-- Start of Material for this exercise --
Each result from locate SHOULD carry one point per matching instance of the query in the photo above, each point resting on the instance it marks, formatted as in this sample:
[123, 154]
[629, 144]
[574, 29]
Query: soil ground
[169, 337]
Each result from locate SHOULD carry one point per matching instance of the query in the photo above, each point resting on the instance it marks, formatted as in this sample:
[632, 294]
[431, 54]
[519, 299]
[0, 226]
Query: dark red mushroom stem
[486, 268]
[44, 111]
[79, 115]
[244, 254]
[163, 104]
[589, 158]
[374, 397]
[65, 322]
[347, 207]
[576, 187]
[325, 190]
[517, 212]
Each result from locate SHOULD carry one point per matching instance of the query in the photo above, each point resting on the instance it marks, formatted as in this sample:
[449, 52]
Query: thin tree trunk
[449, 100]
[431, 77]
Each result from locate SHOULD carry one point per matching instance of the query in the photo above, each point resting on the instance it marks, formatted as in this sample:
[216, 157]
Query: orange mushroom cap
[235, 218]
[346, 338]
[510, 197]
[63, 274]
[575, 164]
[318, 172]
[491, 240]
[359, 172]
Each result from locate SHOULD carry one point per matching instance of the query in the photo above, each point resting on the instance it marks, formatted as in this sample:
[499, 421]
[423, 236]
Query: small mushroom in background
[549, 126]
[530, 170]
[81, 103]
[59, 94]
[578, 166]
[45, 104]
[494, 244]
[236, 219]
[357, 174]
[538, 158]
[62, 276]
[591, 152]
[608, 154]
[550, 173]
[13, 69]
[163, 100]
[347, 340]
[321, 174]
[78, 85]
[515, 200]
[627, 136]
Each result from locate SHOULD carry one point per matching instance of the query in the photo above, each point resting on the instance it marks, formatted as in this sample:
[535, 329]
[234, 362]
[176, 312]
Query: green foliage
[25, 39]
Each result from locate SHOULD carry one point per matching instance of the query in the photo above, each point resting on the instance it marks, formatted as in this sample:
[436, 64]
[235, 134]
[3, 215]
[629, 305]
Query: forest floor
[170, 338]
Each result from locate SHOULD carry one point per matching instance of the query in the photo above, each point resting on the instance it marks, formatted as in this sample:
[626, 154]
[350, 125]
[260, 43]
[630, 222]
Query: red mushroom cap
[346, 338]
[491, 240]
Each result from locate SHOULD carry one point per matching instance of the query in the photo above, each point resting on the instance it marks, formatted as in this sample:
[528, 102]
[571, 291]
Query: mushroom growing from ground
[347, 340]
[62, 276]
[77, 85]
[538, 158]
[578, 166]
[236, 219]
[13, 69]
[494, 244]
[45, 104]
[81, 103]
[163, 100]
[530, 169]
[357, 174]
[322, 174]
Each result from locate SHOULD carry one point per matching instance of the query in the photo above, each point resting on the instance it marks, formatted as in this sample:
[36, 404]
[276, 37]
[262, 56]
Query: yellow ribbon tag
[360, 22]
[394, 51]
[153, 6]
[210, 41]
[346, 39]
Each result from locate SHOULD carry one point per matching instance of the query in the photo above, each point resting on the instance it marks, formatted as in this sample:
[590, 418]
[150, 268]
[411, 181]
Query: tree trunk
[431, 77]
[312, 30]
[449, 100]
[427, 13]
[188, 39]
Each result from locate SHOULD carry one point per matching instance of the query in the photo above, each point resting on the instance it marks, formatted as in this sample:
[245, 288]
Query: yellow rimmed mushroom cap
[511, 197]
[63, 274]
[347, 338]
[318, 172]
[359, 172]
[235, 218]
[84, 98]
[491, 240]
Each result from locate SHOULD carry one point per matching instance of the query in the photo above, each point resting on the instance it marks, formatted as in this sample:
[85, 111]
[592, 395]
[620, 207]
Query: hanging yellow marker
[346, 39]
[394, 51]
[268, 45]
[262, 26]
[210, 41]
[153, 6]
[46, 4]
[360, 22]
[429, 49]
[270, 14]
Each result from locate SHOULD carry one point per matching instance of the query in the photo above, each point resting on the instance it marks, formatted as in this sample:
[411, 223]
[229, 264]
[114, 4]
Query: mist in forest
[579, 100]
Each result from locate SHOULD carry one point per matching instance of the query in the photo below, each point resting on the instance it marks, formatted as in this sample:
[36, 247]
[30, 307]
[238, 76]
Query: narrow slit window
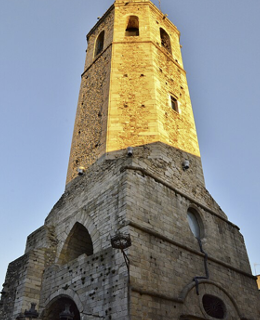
-- End of Material for this exercise --
• [What is expected]:
Please rewrite all of the entries with every "SHOULD" changed to "MUST" and everything else left as it is. Leave the pictures out of your answer.

• [Answer to this task]:
Each result from locate MUST carry one point per matching instance of the query in the photo above, each point resting on the instance it marks, formatted as in this sample:
[123, 154]
[629, 144]
[574, 29]
Query: soil ground
[169, 337]
Each result from locate MUST carry one point per matching instance of the query in the photo above, each point resting on the instance it marks, formatted as in this sample:
[632, 294]
[431, 54]
[519, 299]
[0, 226]
Query: dark red mushroom stem
[486, 268]
[44, 111]
[79, 115]
[244, 254]
[163, 104]
[589, 158]
[374, 397]
[65, 322]
[347, 207]
[576, 187]
[325, 190]
[517, 212]
Each result from locate MUST carry one point per matching instance of the query in the photo above, each point resting on the instance it marks, formatted as in this sample:
[449, 52]
Query: thin tree trunk
[449, 100]
[431, 77]
Each result from locate MUST carry one point per matching instance of the query in the photo above, each point resting on the instance it marks, formatted as in this sample:
[216, 157]
Query: orange mushroom cap
[235, 218]
[346, 338]
[510, 197]
[63, 274]
[575, 164]
[318, 172]
[491, 240]
[359, 172]
Each result from locate MUST carry one point per matching instance of the query in the photo above, each point resting on the instance it marks, formatted as in this sample:
[499, 421]
[423, 236]
Query: small mushroom in background
[549, 126]
[530, 170]
[81, 103]
[59, 94]
[578, 166]
[45, 104]
[494, 244]
[236, 219]
[357, 174]
[538, 158]
[62, 276]
[591, 152]
[608, 154]
[550, 173]
[13, 69]
[163, 100]
[347, 340]
[321, 174]
[78, 85]
[515, 200]
[627, 136]
Each result from locate MUST carry one point per matching instance of the query in the photo above, each point resting on the instance it marks, formatted as in this sample:
[535, 329]
[234, 362]
[176, 312]
Query: green foliage
[25, 39]
Each result from locate MUST carry one point per matching instance of the query in the photo above, each point resting on the instance it marks, formatted as in this sample:
[436, 64]
[235, 134]
[3, 215]
[629, 305]
Query: forest floor
[170, 338]
Each result from locate MUST carry one point per matching instance of the query in the photo above, each point resting on the instance it marks, formatted as in this sample:
[626, 154]
[350, 125]
[260, 43]
[630, 222]
Query: red mushroom cap
[346, 338]
[491, 240]
Each result from locate MUST carry one point per matching instance of the query in the photo above, each point resting on the instance it marks, formatted as in this sample:
[528, 102]
[571, 291]
Query: mushroom growing from ground
[347, 340]
[62, 276]
[77, 85]
[538, 158]
[578, 166]
[236, 219]
[13, 69]
[494, 244]
[45, 104]
[81, 103]
[163, 100]
[530, 169]
[357, 174]
[322, 174]
Each result from locate MUST carry one point per matching instance of the query in the photo above, each point resting on the instance it marks, formatted as in this sample:
[36, 404]
[276, 37]
[262, 56]
Query: yellow ribbon tag
[360, 22]
[394, 51]
[153, 6]
[210, 41]
[346, 39]
Each result from locate MUST carry one point per matching instance of the query in the photo above, each point resting on the instance it marks, formatted as in this sample:
[590, 418]
[150, 268]
[411, 181]
Query: tree trunk
[431, 77]
[312, 30]
[449, 100]
[427, 13]
[188, 39]
Each result from locate MUST carry one point per matching instance of the query in the photo above, each point resting on the instance it marks, formatted as in this sample:
[245, 288]
Query: yellow rimmed mushroom cap
[511, 197]
[63, 274]
[347, 338]
[318, 172]
[359, 172]
[235, 218]
[84, 98]
[491, 240]
Each result from locate MUST carry one point per matching instance of the query in the photo above, each point resting on the instance it marks, formatted as in this sample:
[85, 111]
[592, 395]
[620, 207]
Query: hanging yellow marker
[346, 39]
[394, 51]
[268, 45]
[262, 26]
[210, 41]
[153, 6]
[46, 4]
[360, 22]
[429, 49]
[270, 14]
Each result from locate MUST carry one point per matching instance of the query in the photo above, each point resting on the instance it marks, formatted as in this sample:
[411, 223]
[229, 264]
[114, 4]
Query: mist in forest
[579, 100]
Each result from locate MUST carry one point per matching instance of the query in the photo below, each point resting on the instance it marks, formatted as in this sample:
[36, 247]
[30, 307]
[238, 76]
Query: narrow slit window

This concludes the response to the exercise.